▶ [Work required]: List every line below that contains the string "ceiling", matching case exactly.
[start]
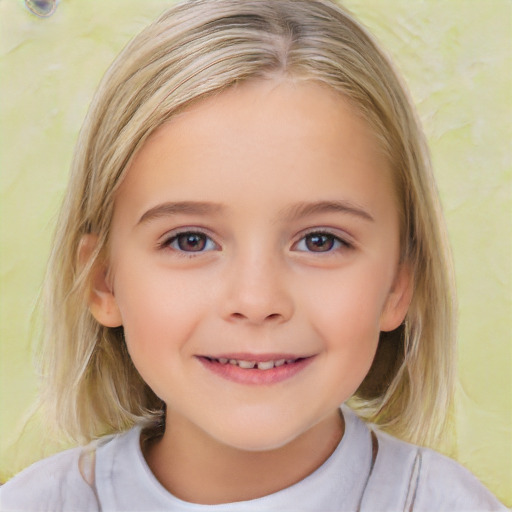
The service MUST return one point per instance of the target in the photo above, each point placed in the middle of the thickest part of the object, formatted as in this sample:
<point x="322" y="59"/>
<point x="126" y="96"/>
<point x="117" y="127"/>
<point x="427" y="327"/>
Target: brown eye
<point x="191" y="242"/>
<point x="320" y="242"/>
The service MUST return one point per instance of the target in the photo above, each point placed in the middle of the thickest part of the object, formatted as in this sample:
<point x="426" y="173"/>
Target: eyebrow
<point x="306" y="209"/>
<point x="184" y="207"/>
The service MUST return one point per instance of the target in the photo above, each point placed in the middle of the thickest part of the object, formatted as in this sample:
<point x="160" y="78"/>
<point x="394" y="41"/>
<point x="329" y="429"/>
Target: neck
<point x="196" y="468"/>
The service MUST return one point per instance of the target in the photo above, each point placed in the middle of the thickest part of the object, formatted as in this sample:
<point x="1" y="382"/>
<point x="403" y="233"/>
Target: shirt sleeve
<point x="444" y="485"/>
<point x="51" y="485"/>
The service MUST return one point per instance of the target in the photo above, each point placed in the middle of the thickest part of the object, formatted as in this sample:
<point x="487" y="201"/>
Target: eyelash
<point x="337" y="243"/>
<point x="175" y="238"/>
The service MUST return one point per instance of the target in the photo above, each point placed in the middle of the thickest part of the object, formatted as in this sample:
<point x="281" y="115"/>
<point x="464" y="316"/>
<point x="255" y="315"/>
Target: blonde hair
<point x="196" y="49"/>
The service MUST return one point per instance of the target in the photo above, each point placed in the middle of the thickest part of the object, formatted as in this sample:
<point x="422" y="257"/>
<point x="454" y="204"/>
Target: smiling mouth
<point x="259" y="365"/>
<point x="255" y="369"/>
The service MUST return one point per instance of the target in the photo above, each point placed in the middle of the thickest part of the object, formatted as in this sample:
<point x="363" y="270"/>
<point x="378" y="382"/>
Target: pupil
<point x="319" y="242"/>
<point x="191" y="242"/>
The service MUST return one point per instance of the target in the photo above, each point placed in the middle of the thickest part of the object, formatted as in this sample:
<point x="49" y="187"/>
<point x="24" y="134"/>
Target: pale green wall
<point x="456" y="56"/>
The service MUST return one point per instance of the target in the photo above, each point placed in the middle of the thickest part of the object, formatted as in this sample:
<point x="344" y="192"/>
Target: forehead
<point x="280" y="138"/>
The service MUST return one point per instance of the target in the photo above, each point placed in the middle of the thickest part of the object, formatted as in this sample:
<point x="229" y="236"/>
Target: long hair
<point x="197" y="49"/>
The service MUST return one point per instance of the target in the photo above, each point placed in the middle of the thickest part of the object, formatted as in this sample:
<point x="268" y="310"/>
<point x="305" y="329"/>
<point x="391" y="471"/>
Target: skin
<point x="267" y="274"/>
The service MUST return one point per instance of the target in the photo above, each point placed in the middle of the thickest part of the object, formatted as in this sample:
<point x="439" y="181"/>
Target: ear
<point x="398" y="300"/>
<point x="102" y="302"/>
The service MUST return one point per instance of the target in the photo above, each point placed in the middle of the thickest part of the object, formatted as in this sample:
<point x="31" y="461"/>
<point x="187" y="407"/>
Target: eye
<point x="320" y="242"/>
<point x="190" y="241"/>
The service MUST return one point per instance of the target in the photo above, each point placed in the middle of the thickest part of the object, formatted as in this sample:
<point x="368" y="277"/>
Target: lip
<point x="255" y="376"/>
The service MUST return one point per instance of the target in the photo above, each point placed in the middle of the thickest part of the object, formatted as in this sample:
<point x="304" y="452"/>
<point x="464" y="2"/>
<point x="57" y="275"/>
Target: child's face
<point x="260" y="225"/>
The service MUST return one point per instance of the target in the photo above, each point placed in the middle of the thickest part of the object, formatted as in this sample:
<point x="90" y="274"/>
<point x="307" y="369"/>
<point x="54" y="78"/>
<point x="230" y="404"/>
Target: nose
<point x="257" y="291"/>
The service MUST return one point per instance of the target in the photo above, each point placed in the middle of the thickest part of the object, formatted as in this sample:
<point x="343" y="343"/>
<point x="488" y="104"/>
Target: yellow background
<point x="456" y="56"/>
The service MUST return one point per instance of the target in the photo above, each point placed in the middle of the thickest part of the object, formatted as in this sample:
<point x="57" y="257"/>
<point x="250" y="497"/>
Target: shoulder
<point x="51" y="484"/>
<point x="425" y="480"/>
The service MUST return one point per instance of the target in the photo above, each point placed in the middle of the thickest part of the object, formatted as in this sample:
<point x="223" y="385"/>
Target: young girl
<point x="251" y="237"/>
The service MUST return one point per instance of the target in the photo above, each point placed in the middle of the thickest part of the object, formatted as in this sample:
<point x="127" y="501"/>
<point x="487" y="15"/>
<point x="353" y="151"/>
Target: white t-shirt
<point x="403" y="477"/>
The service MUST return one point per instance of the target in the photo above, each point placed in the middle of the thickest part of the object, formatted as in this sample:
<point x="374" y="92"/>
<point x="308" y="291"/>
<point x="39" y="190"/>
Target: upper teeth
<point x="261" y="365"/>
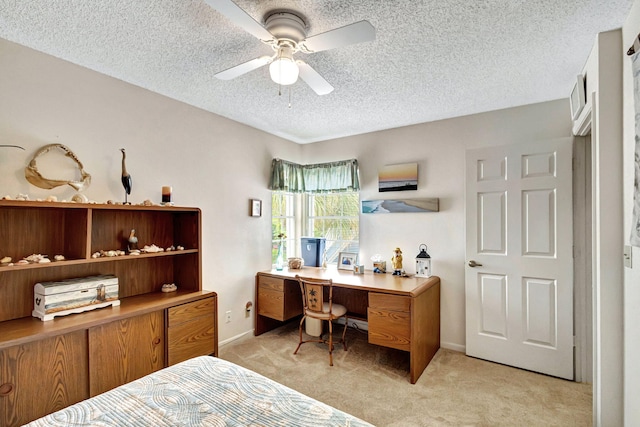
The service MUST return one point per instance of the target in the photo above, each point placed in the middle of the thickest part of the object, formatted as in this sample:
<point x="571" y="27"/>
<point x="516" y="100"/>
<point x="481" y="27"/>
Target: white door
<point x="519" y="267"/>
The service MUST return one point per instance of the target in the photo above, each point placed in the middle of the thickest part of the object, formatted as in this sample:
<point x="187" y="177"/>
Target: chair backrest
<point x="313" y="294"/>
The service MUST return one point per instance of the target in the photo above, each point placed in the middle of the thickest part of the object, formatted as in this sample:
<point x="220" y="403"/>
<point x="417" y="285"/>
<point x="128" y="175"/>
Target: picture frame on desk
<point x="255" y="207"/>
<point x="346" y="260"/>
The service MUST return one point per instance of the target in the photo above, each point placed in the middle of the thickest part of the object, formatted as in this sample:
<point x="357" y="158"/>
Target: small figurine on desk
<point x="133" y="241"/>
<point x="396" y="261"/>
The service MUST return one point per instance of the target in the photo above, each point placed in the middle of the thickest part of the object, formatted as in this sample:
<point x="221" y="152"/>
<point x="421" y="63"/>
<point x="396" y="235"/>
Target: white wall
<point x="630" y="30"/>
<point x="439" y="149"/>
<point x="211" y="162"/>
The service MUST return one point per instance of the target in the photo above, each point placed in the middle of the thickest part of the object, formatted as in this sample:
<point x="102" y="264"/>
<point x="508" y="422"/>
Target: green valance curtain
<point x="316" y="178"/>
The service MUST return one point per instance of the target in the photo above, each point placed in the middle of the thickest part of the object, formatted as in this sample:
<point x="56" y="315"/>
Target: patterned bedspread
<point x="204" y="391"/>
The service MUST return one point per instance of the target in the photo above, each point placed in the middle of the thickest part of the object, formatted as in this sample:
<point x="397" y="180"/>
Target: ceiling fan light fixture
<point x="283" y="69"/>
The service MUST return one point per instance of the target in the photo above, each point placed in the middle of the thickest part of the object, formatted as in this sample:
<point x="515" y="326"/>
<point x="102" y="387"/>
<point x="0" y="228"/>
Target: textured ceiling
<point x="432" y="59"/>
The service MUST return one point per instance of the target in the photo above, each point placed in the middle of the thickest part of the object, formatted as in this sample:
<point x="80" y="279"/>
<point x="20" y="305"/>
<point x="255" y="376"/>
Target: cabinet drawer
<point x="186" y="312"/>
<point x="389" y="328"/>
<point x="389" y="302"/>
<point x="191" y="339"/>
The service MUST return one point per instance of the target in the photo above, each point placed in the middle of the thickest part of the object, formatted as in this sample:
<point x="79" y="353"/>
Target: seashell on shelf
<point x="151" y="249"/>
<point x="36" y="258"/>
<point x="169" y="287"/>
<point x="79" y="198"/>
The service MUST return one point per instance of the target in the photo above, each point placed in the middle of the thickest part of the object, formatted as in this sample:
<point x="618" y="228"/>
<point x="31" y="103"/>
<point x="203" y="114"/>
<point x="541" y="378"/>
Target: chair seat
<point x="337" y="310"/>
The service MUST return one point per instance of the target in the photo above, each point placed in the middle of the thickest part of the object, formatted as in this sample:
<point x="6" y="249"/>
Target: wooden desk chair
<point x="315" y="307"/>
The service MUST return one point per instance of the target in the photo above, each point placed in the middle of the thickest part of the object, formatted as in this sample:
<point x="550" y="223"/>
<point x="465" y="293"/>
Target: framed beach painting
<point x="400" y="205"/>
<point x="398" y="177"/>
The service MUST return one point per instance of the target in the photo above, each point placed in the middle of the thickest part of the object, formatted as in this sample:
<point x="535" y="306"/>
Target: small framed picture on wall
<point x="255" y="207"/>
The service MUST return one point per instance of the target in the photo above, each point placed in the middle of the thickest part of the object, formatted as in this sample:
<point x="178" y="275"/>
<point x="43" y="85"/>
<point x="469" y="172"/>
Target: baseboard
<point x="232" y="339"/>
<point x="453" y="346"/>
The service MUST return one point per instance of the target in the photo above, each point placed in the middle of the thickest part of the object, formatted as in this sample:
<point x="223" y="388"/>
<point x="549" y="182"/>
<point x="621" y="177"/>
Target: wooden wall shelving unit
<point x="78" y="355"/>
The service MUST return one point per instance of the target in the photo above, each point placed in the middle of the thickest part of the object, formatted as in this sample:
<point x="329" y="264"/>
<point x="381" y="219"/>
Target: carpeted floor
<point x="372" y="383"/>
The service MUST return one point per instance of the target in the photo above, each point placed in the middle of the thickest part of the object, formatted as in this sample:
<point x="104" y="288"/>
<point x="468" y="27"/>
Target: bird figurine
<point x="126" y="178"/>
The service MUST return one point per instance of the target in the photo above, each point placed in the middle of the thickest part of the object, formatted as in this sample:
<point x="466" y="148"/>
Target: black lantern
<point x="423" y="262"/>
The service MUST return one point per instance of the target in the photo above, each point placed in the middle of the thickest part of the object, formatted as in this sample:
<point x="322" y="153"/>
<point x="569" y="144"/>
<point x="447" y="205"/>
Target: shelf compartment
<point x="49" y="231"/>
<point x="110" y="228"/>
<point x="136" y="275"/>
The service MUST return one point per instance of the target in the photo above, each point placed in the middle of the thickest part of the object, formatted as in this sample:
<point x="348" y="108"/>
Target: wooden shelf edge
<point x="28" y="329"/>
<point x="67" y="205"/>
<point x="18" y="267"/>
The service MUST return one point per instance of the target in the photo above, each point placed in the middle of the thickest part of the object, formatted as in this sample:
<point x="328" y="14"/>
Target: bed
<point x="203" y="391"/>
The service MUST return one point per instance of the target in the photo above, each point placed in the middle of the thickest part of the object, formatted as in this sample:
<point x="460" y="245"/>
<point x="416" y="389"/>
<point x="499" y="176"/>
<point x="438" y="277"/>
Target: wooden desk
<point x="402" y="312"/>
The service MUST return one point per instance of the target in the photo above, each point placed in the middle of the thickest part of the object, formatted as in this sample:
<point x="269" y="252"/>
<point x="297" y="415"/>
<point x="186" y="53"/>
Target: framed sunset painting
<point x="398" y="177"/>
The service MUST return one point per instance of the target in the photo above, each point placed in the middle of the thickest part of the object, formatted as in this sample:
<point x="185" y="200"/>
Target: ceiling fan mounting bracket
<point x="286" y="26"/>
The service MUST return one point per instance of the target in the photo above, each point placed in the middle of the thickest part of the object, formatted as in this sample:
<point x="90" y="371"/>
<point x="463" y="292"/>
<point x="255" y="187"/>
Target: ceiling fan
<point x="286" y="33"/>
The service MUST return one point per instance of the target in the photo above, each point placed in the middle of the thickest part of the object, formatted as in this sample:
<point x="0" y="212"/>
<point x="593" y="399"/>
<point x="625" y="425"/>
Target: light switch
<point x="627" y="256"/>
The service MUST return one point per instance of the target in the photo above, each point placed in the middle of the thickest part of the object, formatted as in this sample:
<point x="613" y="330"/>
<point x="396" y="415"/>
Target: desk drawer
<point x="389" y="328"/>
<point x="272" y="283"/>
<point x="278" y="299"/>
<point x="389" y="302"/>
<point x="389" y="318"/>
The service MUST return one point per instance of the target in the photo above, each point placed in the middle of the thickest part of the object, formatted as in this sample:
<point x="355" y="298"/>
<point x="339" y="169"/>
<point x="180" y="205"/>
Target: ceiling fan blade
<point x="313" y="79"/>
<point x="358" y="32"/>
<point x="238" y="70"/>
<point x="239" y="17"/>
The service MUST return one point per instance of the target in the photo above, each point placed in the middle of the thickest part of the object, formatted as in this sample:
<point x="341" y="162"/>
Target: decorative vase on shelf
<point x="279" y="258"/>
[end]
▶ [Reply]:
Target: ceiling fan light fixture
Target: textured ceiling
Target: ceiling fan mounting bracket
Target: ceiling fan
Target: ceiling fan blade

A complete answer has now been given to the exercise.